─── Data for this task
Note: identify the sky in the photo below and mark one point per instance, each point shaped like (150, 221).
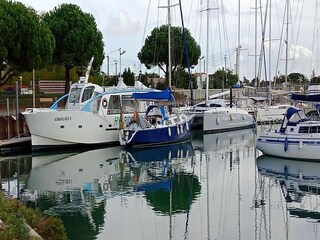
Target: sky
(126, 23)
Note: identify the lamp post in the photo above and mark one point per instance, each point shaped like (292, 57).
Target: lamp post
(121, 53)
(200, 62)
(20, 84)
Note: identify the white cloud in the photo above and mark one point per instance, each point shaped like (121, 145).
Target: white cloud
(122, 24)
(298, 52)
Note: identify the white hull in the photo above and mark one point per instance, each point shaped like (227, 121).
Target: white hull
(295, 147)
(226, 119)
(270, 114)
(53, 128)
(74, 172)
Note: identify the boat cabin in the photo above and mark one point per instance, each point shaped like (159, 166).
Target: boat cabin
(81, 93)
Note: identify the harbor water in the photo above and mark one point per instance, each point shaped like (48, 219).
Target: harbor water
(216, 186)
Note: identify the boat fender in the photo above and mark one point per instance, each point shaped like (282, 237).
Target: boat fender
(135, 116)
(286, 142)
(286, 173)
(104, 103)
(300, 143)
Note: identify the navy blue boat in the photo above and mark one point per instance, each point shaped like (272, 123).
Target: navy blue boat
(305, 97)
(158, 126)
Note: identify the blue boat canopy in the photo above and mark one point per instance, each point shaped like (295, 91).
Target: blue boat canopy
(292, 117)
(165, 95)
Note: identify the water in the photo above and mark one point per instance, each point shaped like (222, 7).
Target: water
(215, 187)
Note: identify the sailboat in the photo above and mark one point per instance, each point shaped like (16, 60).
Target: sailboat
(226, 116)
(159, 125)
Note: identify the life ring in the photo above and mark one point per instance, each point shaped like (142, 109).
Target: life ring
(135, 116)
(104, 103)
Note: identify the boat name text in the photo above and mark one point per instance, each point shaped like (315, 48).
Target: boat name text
(62, 118)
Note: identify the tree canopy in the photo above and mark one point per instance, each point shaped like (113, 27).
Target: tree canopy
──────
== Written exercise ==
Copy all the items above word for word, exactly as they appear, but leave out the picture.

== The solution ==
Note: identify the sky in the photo below and mark one point per instance, each point shaped like (150, 221).
Target: sky
(126, 23)
Note: identify the lamp post in the photo above and mark one point per instance, each point shaped like (292, 57).
Target: lamp post
(121, 53)
(200, 62)
(20, 84)
Note: identify the white cloud in the photo above and mark one point per instance, each point shaped like (121, 145).
Target: white cloud
(122, 24)
(298, 52)
Note: identify the white hull in the photo above and mark one point per instance, each point shaped like (227, 121).
Target: white hull
(295, 147)
(226, 119)
(270, 114)
(53, 128)
(74, 172)
Note: identify the boat cabin in the photo above and mark one point per instance, each point shaped like (159, 166).
Target: boat cabin
(81, 93)
Note: identify the harbor water in the photo above and mark one point per instance, each point shaped like (48, 219).
Target: harbor water
(216, 186)
Note: identify the boat fender in the photo above and mark one point per instance, each point shaped like (282, 237).
Target: boat fender
(135, 116)
(286, 142)
(286, 173)
(104, 103)
(300, 143)
Note: identify the navy blue boat in the photo above and mark one point per instance, each point shaped like (272, 123).
Target: navy blue boat
(305, 97)
(158, 126)
Note: identify the blue boat canopy in the photo above and mark one point per instance, each point shaped like (295, 91).
Target: blue boat canopy
(292, 117)
(165, 95)
Note: identify the water in the photo above and mark one point per instance, each point shaped like (222, 7).
Target: water
(215, 187)
Note: identify the sailboat in the photo above and mark one point per instance, each point shaped like (16, 60).
Target: sailboat
(226, 116)
(159, 125)
Note: identify the life ring in the photo above and mark one point per instance, each point shaped like (142, 109).
Target: life ring
(135, 116)
(104, 103)
Note: identify the boat name text in the photo above and mark one point per instance, each point shaped like (315, 48).
Target: boat name text
(62, 118)
Note: identify the tree canopy in the photo above and mark one point per instance, each point shaped like (113, 27).
Target: tree canopy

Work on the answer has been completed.